** start TASK INPUT **
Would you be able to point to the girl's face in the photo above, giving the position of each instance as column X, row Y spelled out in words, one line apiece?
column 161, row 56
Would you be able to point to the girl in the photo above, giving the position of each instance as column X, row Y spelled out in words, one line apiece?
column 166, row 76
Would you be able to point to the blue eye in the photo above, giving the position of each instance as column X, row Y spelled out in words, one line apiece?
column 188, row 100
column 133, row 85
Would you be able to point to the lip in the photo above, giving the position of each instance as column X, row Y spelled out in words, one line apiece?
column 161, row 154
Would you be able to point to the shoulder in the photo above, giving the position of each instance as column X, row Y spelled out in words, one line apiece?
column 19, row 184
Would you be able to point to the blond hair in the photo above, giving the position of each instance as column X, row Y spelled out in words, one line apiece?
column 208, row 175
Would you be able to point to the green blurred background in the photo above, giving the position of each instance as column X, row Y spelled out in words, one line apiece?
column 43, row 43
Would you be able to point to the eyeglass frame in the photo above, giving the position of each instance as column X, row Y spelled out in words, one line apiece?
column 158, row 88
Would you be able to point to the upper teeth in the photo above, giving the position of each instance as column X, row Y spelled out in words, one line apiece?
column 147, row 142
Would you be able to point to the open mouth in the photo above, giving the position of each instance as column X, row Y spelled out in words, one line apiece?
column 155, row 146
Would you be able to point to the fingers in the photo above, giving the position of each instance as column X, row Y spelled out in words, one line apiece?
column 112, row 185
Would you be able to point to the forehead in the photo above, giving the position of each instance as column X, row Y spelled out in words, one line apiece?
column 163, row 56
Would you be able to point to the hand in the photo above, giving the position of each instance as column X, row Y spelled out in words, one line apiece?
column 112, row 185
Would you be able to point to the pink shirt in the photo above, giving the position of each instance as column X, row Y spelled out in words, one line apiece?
** end TASK INPUT **
DO THIS:
Turn every line of the records above into a numbered list, leaving out any blank lines.

OUTPUT BELOW:
1. Would you be able to point to the girl's face in the photo above, giving the position of each instance as column X, row Y spelled out in words, one line apiece?
2. column 161, row 56
3. Would you be able to point to the girl in the photo above, giving the position of each instance as column X, row Y spelled out in words, one line apiece?
4. column 166, row 76
5. Would you be able to point to the blue eye in the photo above, giving the position of each instance as column X, row Y spelled out in words, one line apiece?
6. column 188, row 100
7. column 133, row 85
8. Would you be able to point to the lip in the photo above, giving the position of each instance as column X, row Y spelled out in words, one line apiece?
9. column 161, row 154
10. Would you be able to point to the shoulder in the photo above, giving the position of each instance as column X, row Y spelled out in words, one line apiece?
11. column 19, row 184
12. Would you be able to point to the blond hair in the photo above, giving the position of each instance as column X, row Y spelled out in words, one line apiece?
13. column 208, row 175
14. Would you be able to point to the green blurred background in the photo above, giving the position of each instance as column X, row Y spelled out in words, one line apiece?
15. column 43, row 43
16. Would you be able to point to the eyeglass frame in the photo above, giving the position of each instance as column X, row Y spelled out in words, one line apiece?
17. column 158, row 88
18. Would you be able to point to the upper teeth in the photo above, giving the position of each instance as column X, row Y spelled out in words, one line apiece?
19. column 147, row 142
20. Would you be able to point to the open mouth in the photo above, giving the position of each instance as column X, row Y spelled out in words, one line apiece?
21. column 155, row 146
22. Would you be able to point to the fingers in the photo above, giving the position of each instance as column X, row Y spelled out in words, one line apiece?
23. column 112, row 185
24. Would you be able to point to the forehead in the photo above, giving the position of each instance as column X, row Y spelled out in words, one line apiece?
25. column 163, row 56
26. Would you be able to point to the hand in the photo above, giving the position of each instance as column X, row Y spelled out in words, one line apiece?
27. column 112, row 185
28. Would you be able to point to the pink shirt in the photo above, giving the position of each instance as column X, row Y spelled out in words, one line apiece?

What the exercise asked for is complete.